--- START OF Material shown ---
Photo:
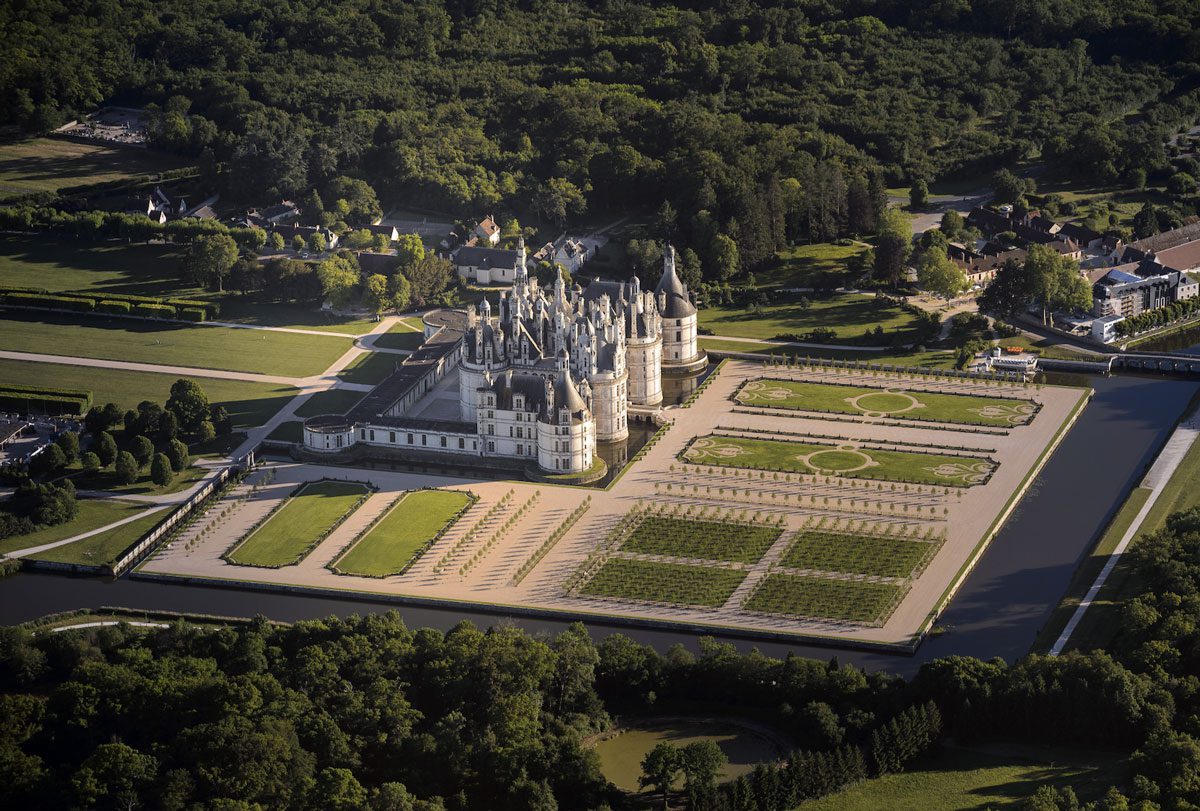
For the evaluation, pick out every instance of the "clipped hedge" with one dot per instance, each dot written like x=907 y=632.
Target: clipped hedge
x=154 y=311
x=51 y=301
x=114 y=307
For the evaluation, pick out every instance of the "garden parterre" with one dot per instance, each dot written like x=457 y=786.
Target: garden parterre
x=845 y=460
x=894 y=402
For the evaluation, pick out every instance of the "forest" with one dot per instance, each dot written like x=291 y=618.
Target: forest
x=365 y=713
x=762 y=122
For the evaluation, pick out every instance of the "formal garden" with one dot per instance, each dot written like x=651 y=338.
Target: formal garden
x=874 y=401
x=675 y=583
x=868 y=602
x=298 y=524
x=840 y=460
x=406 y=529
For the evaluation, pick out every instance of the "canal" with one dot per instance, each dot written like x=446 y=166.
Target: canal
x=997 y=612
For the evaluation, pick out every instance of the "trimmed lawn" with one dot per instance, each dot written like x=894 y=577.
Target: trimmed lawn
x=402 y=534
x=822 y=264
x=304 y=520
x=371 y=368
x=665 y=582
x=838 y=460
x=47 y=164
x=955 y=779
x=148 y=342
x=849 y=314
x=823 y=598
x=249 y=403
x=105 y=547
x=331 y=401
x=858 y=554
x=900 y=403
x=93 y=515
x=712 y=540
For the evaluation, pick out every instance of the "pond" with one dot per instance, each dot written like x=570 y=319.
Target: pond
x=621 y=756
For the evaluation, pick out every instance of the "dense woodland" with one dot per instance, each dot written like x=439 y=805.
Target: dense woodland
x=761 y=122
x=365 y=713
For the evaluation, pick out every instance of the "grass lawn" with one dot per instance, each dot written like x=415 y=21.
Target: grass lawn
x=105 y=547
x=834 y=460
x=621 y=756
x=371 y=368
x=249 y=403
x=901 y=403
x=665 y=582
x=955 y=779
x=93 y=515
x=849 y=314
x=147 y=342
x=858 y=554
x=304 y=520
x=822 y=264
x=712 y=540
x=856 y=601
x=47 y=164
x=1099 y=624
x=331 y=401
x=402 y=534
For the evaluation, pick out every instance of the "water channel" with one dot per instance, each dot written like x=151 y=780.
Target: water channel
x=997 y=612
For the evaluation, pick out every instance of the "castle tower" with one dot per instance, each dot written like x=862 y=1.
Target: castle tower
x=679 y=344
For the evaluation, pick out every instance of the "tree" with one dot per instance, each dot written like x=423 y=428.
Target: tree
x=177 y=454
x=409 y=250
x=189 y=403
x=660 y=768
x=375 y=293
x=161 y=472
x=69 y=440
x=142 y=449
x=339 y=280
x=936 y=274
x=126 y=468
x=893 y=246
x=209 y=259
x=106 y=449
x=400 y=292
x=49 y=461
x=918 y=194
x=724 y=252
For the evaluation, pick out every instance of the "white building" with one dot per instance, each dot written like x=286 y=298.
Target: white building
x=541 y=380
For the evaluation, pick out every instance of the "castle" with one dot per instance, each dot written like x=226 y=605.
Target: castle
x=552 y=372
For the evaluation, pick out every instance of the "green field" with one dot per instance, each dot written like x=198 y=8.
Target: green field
--- END OF Material shown ---
> **Objective**
Starting at the beginning of the rows and ending at the line that contains "x=762 y=122", write those lines out again, requests included, with every answer point coordinate increased by 138 and the sample coordinates in the requests left unchanged. Leave the pictures out.

> **Result of the task**
Photo:
For the evaluation, pick out every instance of the "clipped hedge" with one dot per instance, each dot written like x=907 y=632.
Target: clipped hedge
x=292 y=449
x=189 y=439
x=252 y=445
For the evaluation, pick out every instance of the "garden parterre" with one dot per instance, each dot written like x=457 y=786.
Target: garden parterre
x=983 y=598
x=1032 y=540
For the evaluation, pick out every instance of the "forest" with one dot per instance, each dot written like x=291 y=618.
Target: forest
x=503 y=851
x=900 y=260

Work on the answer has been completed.